(Source passage)

By definition the development of the malignant phenotype dramatically affects the biology of the cell with a major impact on the inhibition of normal patterns of cellular differentiation, senescence, ageing and programmed cell death [25]. The result of these processes is to lead to the accumulation of excess cells, a lack of control of numbers, abnormal development patterns and the inhibition of apoptosis that is normal part of the natural history of healthy cells.

The most dramatic impact of the onset of the malignant phenotype on altering cellular development can be seen in B and T cell malignancies which arise at a number of differing points along the normal but complex linear lymphocyte development pathways. In these malignancies, the malignant cells appear to become developmentally frozen with no further progression in the normal inear development of these cells from the time of the onset of the malignant phenotype [26]. As a result B cell malignancies that arise at differing points in B cell development can give rise to a wide spectrum of malignancies ranging from acute lymphocyctic leukemia (ALL), through chronic lymphocytic leukemia (CLL), mantle cell lymphoma, diffuse large B cell lymphoma (DLBCL), Hodgkin’s disease, follicular lymphoma, and on to multiple myeloma. The actual diagnosis and treatment related prognosis being dependant on the point in B cell development when the malignant phenotype is established and further cellular development halted [27].

(End Source passage)

Tasks to carry out:
(1) Summarize the passage on the malignant phenotype in two sentences.
(2) Write the next part of the passage on the malignant phenotype, picking up after its final sentence.

(Data supplied)

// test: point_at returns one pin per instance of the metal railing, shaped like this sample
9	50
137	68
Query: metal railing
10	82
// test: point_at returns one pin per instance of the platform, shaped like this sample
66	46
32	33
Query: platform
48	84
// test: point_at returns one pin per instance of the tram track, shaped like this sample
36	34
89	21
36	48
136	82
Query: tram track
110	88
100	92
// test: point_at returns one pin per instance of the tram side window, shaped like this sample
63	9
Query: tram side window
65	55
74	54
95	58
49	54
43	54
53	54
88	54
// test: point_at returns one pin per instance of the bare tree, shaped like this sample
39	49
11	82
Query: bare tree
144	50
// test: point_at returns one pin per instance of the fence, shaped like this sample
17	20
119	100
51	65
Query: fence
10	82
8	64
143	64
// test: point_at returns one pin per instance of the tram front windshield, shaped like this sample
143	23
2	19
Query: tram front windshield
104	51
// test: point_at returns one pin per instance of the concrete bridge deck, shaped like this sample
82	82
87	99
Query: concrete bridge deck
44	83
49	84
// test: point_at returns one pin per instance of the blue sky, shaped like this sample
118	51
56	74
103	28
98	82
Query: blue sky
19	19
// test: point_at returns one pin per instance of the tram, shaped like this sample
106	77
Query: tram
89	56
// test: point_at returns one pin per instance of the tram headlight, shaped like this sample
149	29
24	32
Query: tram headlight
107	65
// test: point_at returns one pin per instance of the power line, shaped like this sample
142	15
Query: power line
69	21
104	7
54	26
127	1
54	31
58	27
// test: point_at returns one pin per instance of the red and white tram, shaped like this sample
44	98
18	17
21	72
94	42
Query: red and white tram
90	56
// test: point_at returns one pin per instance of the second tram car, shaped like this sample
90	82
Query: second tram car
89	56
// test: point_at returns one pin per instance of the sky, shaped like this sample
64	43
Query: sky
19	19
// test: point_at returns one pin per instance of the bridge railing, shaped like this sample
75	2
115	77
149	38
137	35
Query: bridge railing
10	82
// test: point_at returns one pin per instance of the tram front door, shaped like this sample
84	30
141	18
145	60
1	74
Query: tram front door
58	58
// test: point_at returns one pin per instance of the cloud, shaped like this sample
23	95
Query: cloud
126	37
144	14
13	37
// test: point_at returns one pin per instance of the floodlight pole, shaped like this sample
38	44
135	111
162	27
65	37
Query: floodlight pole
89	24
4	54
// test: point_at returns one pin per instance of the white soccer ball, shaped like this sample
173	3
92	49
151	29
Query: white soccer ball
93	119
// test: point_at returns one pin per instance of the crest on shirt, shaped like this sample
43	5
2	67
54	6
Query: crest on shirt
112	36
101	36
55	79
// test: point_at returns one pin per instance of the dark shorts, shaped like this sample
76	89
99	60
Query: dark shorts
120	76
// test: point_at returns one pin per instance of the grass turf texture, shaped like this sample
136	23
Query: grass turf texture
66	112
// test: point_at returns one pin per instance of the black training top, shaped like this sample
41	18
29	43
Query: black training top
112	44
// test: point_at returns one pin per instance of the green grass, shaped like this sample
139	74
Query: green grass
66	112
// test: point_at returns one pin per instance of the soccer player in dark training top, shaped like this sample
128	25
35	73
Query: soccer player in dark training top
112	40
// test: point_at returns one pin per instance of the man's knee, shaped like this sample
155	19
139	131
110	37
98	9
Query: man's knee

(End Data supplied)

Answers below:
(1) The malignant phenotype disrupts normal cellular differentiation, senescence, ageing and programmed cell death, leading to an accumulation of excess cells, abnormal development and inhibited apoptosis. In B and T cell malignancies the cells become developmentally frozen at the point where the malignant phenotype arises, so B cell malignancies starting at different stages produce a wide spectrum of diseases, from leukemias and lymphomas to multiple myeloma, with diagnosis and prognosis depending on that stage.

(2)
More recently we have postulated how the impact of the onset of malignancy on freezing the cells normal developmental progression may leave malignant cells developing at certain normally transient but key developmental points with fixed heightened physiological pro-apoptotic potential [3]. For each of the chemotherapy curable malignancies there appears to be a close association with a unique physiological genetic event and their naturally associated relevant pro-apoptotic pathways. These events are nuclear fusion for gestational trophoblast tumors, meiosis for germ cell tumours, VDJ recombination for ALL and anaplastic lymphoma kinase (ALK) + ve T cell NHL, somatic hypermutation (SHM) for DLBCL, Hodgkin’s disease and Burkitt’s lymphoma and gastrulation for the rare childhood malignancies. Based on the assumption that the onset of malignancy occurs closely related to these events, we have postulated the persistence of the naturally upregulated pro-apoptotic machinery associated with these events remaining active and that this may be a likely major contributor to the ease of cure of these malignancies with chemotherapy treatment [4].

Cancer cell of origin, ABC transporter proteins and chemotherapy sensitivity

Alongside the major contribution made to chemotherapy responses of the chemotherapy curable malignancies by the apoptotic sensitivity associated with their associated unique genetic developments, the ABC transport proteins also plays an important role in determining chemotherapy responses [28, 29].

A number of studies have indicated that the expression of this family of molecules is associated with a reduction in the efficacy of chemotherapy as a result of the increased efflux of drugs from cancer cells [30, 31]. However despite this important role, clinical developments to reverse this impact have not to date been of significant success [3235].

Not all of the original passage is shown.